_Alıştırma görevleri:_
(A) Aşağıdaki sağlık metnine göre şu ifadeler doğru mu: (i) Haftada 150 dakika aerobik egzersiz hedeflenmelidir. (ii) Böbrek sağlığını korumak için iyi dilekler yeterlidir. (iii) Kronik böbrek hastalığının tek nedeni diyabettir. Her biri için evet ya da hayır deyin ve bunu belirleyen sözleri metinden aynen alıntılayın.
(B) Sağlık metninde "HAFTADA 150 DAKİKA" sözleriyle başlayıp "aerobik egzersizi hedefleyin." sözleriyle biten kısmı hiç değiştirmeden yazın.

_Metin bölümü:_
☆ ☆ ☆ ☆ ☆ ☆ ☆

HAFTADA 150 DAKİKA AEROBİK EGZERSİZ YAPIN
Sağlıklı yaşam tarzı alışkanlıklarını benimseyin. Tempolu yürüyüş gibi kalbinizi ve ciğerlerinizi çok çalıştıran aerobik egzersiz, kan damarlarının sağlıklı, esnek kalmasına ve iyi bir şekilde genişleyip kasılabilmesine yardımcı olur. Haftada 150 dakika aerobik egzersizi hedefleyin.
BÖBREK SAĞLIĞINIZI KORUMAK İÇİN YAPMANIZ GEREKENLER
Diyaliz veya nakil süreçlerinin ne kadar yıpratıcı olabileceğinden bahsetmeye gerek yok sanırım. Umarım kimse bu durumlarla uğraşmak zorunda kalmaz. Sadece iyi dilekler yeterli değil tabi ki. İşte böbrek sağlığınızı korumanız için yapmanız gerekenler:
Diyabeti kontrol altında tutun. Kronik böbrek hastalığının en önemli nedenlerinden biri diyabettir. Çünkü yüksek kan şekerine maruz kalan böbreklerdeki küçük kan damarları zarar görür. Diyabetiniz varsa yapabileceğiniz en iyi şey kan şekeri düzeylerinizi kontrol etmek ve kilo vermektir.

☆ ☆ ☆ ☆ ☆ ☆ ☆

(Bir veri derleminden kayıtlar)
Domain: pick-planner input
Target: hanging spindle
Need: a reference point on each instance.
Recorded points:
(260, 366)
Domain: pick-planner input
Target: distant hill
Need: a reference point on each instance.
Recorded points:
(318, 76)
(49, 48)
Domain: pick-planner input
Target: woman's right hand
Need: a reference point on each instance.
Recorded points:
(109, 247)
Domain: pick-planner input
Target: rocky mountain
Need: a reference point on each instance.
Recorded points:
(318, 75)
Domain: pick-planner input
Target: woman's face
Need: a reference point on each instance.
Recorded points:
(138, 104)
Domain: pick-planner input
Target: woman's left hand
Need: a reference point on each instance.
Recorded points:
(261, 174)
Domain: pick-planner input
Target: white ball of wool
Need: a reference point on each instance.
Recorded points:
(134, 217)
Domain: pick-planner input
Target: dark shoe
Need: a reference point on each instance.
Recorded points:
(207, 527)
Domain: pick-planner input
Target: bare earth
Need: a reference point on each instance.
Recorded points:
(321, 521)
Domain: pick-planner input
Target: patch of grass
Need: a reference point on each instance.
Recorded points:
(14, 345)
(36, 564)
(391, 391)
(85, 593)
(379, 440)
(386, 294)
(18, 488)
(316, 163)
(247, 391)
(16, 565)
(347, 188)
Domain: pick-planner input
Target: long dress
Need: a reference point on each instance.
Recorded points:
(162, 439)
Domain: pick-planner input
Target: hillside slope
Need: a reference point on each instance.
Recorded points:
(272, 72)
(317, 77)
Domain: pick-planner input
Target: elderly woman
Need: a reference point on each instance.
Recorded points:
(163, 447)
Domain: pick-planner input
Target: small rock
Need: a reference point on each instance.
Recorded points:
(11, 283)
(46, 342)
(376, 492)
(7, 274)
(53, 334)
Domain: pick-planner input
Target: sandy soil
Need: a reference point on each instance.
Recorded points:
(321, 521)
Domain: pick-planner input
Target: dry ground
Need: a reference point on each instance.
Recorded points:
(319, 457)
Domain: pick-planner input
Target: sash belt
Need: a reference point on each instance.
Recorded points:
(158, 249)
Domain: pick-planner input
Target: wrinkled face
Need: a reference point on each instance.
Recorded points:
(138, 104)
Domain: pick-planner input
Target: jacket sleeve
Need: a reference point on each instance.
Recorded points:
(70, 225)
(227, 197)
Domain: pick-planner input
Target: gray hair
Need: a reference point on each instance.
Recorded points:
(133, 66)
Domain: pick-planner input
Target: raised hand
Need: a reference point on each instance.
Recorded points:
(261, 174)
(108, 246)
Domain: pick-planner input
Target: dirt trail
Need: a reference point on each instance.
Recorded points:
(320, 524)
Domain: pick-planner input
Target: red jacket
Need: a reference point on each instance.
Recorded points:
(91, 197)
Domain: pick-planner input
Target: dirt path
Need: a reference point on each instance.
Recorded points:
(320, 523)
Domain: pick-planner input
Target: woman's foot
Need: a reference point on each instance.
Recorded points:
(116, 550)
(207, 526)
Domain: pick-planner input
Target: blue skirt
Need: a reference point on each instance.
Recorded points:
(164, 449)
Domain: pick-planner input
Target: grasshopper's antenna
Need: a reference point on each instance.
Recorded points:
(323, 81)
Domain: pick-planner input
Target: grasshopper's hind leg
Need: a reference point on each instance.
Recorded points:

☆ ☆ ☆ ☆ ☆ ☆ ☆

_Görev yanıtları:_
(A)
(i) Evet: "Haftada 150 dakika aerobik egzersizi hedefleyin."
(ii) Hayır: "Sadece iyi dilekler yeterli değil tabi ki."
(iii) Hayır: "Kronik böbrek hastalığının en önemli nedenlerinden biri diyabettir."

(B)
HAFTADA 150 DAKİKA AEROBİK EGZERSİZ YAPIN
Sağlıklı yaşam tarzı alışkanlıklarını benimseyin. Tempolu yürüyüş gibi kalbinizi ve ciğerlerinizi çok çalıştıran aerobik egzersiz, kan damarlarının sağlıklı, esnek kalmasına ve iyi bir şekilde genişleyip kasılabilmesine yardımcı olur. Haftada 150 dakika aerobik egzersizi hedefleyin.